= GIVEN PASSAGE =
>> start

The GVWR is divided between the two axles. The GAWR, front or rear, is the maximum amount of weight that can be carried on a single axle. This weight includes the vehicle, passenger(s), cargo and fluids (fuel, oil, etc.). For the rear axle this may include the tongue weight of a trailer if one is connected. When tongue weight is added to the tow vehicle, the GAWR of the rear axle must be watched carefully as the tongue weight of the trailer creates a potentially dangerous pivot point on the rear axle. By definition, this reduces the weight on the front axle by moving it to the rear axle. As a result, the rear axle carries the trailer tongue weight and the weight taken from the front axle, which can add up to a significant amount if not watched carefully.

On the Pickup

Using a properly set up equalizer hitch (or weight-distributing hitch) will help with weight issues as it will transfer some of that weight back onto the front axle. It can also send some of the tongue weight back onto the trailer axles, which significantly reduces the weight on the rear axle. You can measure the amount of weight on a given axle by placing the wheels of one axle on a scale. To weigh your pickup and any tow vehicles, find your nearest truck-stop CAT scale using this locator.

>> end

= DATA SEGMENT =
>> start

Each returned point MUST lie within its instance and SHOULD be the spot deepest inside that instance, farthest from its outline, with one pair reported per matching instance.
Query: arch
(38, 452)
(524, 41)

>> end

= PROBLEM DESCRIPTION =
Pick up the passage on axle weight ratings and trailer towing after its last sentence and continue it.

= RESULT OF THIS EXERCISE =
When weighing, be warned: Ratings can vary for different packages of the same model of vehicle, even with the same engine and transmission. The photo below of the door tag from a 2015 Ram 2500 with the 6.7-liter inline-six-cylinder Cummins diesel engine shows that the front GAWR is 2,722 kilograms or 6,000 pounds, and the rear GAWR is 2,949 kg or 6,500 pounds. Note that the GVWR of this Ram heavy duty is 10,000 pounds, not just the simple addition of the front and rear GAWR.

2015 Ram 2500 Door Tag II

Despite what the GAWRs may add up to, the GVWR is the maximum total weight for which a vehicle is rated. That once again includes passengers, liquids (fuel, oil and coolant, etc.), cargo and the tongue weight of the trailer if you are towing. To find out if you are exceeding your GVWR, place all the wheels of the loaded tow vehicle onto a scale — and if you are towing, you need to do this with the trailer attached but without placing the trailer on the scale.

If we add the two GAWRs from the 2015 Ram, we come up with 12,500 pounds. If we look at the GVWR, it is only 10,000 pounds. That's 2,500 pounds less than the sum of the two axle ratings. Manufacturers rate their vehicles for what the vehicle can consistently and safely handle, so although each axle can handle more than the truck is rated for, other components and systems may not be able to handle the sum of the gross axle weight ratings. These systems may include the powertrain, drivetrain, brakes, cooling system, suspension or other components. Probably more than in any other vehicle segment, a pickup is only as strong as its weakest link.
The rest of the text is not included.